Turn the lines from the one containing "Indicate each instance of the green umbrella" through the one containing "[(404, 101)]" into a two-column CSV with the headers instruction and points. Put each instruction and its points in one row, each in its own quoted field, with line breaks replaced by spaces.

* start Exercise input *

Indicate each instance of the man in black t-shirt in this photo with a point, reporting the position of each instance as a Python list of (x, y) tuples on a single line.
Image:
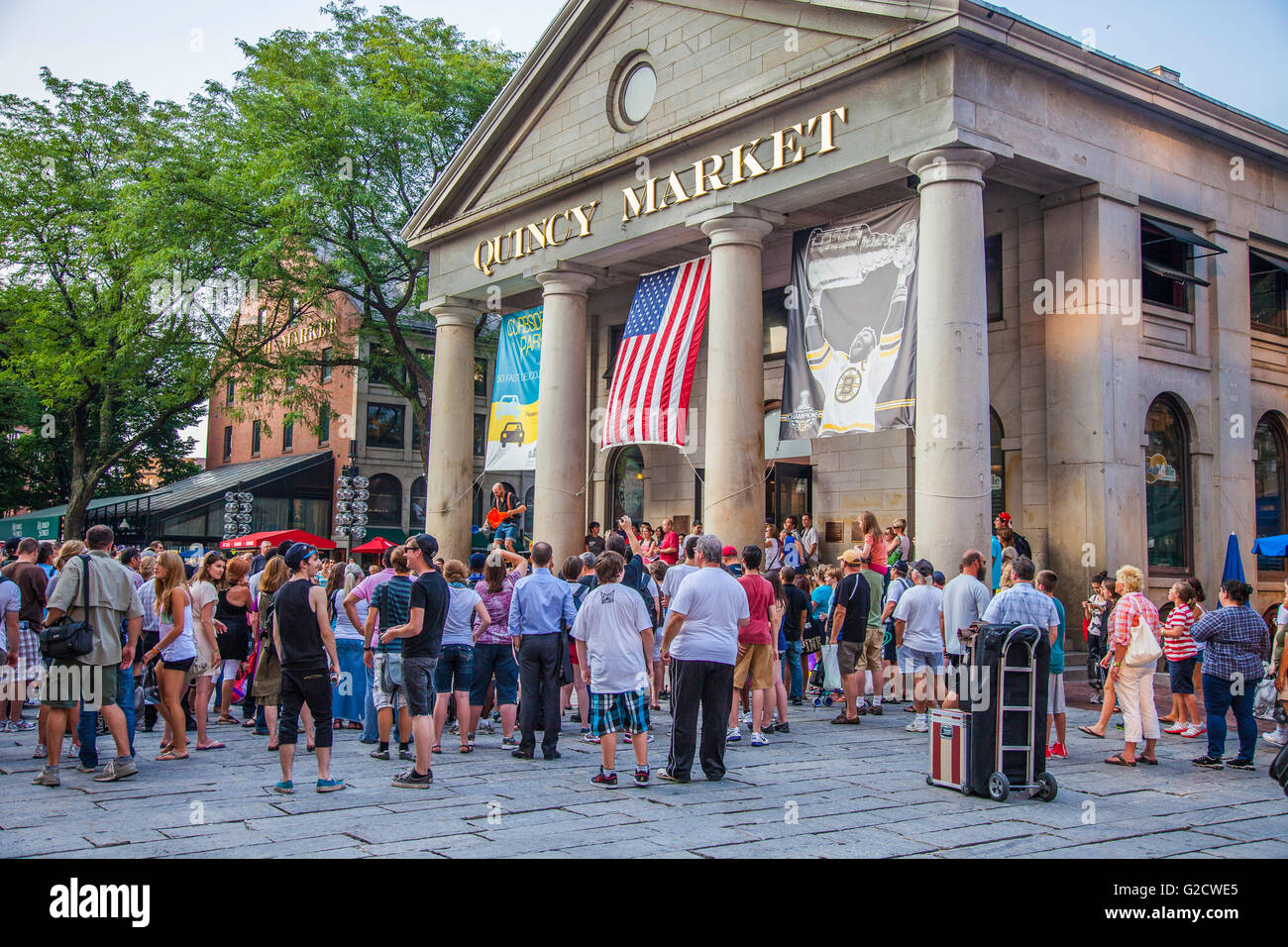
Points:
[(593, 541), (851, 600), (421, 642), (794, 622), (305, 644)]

* end Exercise input *
* start Exercise input *

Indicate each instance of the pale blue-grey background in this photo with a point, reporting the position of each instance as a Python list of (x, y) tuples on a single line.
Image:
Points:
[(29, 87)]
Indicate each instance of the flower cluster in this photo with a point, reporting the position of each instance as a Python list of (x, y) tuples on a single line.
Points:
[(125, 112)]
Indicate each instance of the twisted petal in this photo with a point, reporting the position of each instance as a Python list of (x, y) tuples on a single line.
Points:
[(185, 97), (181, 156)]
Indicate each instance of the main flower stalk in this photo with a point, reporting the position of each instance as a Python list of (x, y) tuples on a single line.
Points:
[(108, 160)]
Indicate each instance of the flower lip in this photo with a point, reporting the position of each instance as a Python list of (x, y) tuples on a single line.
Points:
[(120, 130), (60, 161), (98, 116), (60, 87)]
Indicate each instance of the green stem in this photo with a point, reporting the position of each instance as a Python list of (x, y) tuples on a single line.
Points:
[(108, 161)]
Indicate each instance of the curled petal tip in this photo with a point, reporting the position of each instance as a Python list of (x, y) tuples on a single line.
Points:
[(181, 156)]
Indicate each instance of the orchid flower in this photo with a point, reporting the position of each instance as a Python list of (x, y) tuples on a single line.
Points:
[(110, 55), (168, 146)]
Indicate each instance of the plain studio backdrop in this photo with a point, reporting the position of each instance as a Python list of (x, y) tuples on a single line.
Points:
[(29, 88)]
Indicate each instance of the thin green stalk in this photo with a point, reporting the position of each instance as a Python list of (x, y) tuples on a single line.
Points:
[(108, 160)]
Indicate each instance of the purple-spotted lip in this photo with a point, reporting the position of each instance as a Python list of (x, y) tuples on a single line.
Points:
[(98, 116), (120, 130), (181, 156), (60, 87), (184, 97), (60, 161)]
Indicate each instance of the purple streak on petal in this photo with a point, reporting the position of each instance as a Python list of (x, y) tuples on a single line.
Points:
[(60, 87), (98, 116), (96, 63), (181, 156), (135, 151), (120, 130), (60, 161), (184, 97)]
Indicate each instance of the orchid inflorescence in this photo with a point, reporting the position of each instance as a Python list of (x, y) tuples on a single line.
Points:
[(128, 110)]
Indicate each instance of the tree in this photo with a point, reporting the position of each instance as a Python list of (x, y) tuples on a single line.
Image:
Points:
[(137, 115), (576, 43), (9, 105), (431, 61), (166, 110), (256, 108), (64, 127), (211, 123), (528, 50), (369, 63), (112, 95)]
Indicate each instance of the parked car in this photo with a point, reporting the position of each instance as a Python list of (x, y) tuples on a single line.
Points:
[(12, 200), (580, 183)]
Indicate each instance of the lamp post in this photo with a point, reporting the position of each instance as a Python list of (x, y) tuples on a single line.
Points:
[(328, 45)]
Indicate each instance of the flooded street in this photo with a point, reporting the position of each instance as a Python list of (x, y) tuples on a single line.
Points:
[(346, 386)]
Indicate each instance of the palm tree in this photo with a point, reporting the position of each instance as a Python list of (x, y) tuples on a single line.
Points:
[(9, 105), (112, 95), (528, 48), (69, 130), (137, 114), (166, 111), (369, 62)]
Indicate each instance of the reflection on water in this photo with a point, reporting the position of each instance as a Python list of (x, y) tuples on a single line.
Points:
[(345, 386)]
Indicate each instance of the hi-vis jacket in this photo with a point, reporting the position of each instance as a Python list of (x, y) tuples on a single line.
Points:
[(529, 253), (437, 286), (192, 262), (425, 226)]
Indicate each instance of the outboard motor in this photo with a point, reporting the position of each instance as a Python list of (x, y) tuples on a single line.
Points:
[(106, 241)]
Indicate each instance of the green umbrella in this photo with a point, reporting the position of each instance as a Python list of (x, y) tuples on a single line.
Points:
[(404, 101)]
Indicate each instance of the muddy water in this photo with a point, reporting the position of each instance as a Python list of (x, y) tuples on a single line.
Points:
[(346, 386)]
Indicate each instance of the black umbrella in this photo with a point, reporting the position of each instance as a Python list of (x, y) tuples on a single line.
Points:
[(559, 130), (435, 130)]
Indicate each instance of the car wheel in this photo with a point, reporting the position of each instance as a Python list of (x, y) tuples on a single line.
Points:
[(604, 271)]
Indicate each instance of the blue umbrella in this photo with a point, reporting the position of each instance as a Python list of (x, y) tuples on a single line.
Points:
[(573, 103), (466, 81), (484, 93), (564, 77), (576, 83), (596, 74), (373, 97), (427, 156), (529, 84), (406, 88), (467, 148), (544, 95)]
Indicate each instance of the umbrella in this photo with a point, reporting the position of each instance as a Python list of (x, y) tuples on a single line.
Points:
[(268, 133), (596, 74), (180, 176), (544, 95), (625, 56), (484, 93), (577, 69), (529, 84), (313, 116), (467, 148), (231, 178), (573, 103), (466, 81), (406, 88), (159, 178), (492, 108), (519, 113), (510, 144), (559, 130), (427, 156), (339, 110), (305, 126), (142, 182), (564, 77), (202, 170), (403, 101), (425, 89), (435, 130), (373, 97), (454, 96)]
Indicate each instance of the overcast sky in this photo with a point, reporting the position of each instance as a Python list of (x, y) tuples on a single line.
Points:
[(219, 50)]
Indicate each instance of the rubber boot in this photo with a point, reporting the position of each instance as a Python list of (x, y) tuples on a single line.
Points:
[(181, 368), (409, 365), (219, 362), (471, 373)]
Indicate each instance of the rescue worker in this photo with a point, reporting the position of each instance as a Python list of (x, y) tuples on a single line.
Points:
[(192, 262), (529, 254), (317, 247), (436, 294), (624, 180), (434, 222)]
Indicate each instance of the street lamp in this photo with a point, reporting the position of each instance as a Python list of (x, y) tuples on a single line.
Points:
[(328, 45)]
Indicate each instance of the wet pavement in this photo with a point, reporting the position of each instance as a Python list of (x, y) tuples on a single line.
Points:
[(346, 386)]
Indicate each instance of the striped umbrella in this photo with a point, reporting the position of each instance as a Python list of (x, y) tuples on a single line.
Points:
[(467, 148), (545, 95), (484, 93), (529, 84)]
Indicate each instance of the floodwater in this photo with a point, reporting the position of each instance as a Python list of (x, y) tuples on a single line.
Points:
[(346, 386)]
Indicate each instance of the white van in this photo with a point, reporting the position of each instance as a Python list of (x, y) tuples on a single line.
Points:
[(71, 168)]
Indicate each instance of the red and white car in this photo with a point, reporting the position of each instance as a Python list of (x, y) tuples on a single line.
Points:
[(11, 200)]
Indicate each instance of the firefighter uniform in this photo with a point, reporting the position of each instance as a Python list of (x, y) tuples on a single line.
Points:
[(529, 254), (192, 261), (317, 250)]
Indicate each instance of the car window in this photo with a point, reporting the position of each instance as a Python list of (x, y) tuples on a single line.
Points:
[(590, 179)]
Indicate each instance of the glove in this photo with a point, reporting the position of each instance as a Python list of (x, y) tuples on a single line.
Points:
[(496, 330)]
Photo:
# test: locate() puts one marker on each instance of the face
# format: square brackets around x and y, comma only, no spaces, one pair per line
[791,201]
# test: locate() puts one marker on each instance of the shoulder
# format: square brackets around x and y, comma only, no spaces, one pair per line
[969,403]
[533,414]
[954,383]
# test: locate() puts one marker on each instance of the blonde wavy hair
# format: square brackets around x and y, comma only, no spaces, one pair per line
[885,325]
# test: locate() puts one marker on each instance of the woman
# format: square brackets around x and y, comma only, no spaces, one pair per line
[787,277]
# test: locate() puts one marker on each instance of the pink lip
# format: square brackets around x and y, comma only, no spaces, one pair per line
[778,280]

* end Exercise input *

■ **Answer in full**:
instruction,points
"Indicate each instance of the green umbrella in this photo with a point, reporting the position of each instance as a Python list of (x, y) tuples on a single line. Points:","[(404, 101)]"